Could you reproduce every row below in full, requests included, shifting each x and y coordinate in the answers up by 72? Leave the numbers in the requests and their format samples unchanged.
··· DATASET ENTRIES ···
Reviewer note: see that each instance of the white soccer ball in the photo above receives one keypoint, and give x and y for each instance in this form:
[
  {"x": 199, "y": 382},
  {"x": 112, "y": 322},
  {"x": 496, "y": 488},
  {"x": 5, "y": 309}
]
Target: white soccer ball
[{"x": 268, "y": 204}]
···
→ OUTPUT OF THE EXERCISE
Reviewer note: see that each instance of the white soccer ball in the photo above receives one keypoint, and give x and y for each instance in this form:
[
  {"x": 199, "y": 382},
  {"x": 112, "y": 322},
  {"x": 496, "y": 488},
  {"x": 5, "y": 309}
]
Target: white soccer ball
[{"x": 340, "y": 276}]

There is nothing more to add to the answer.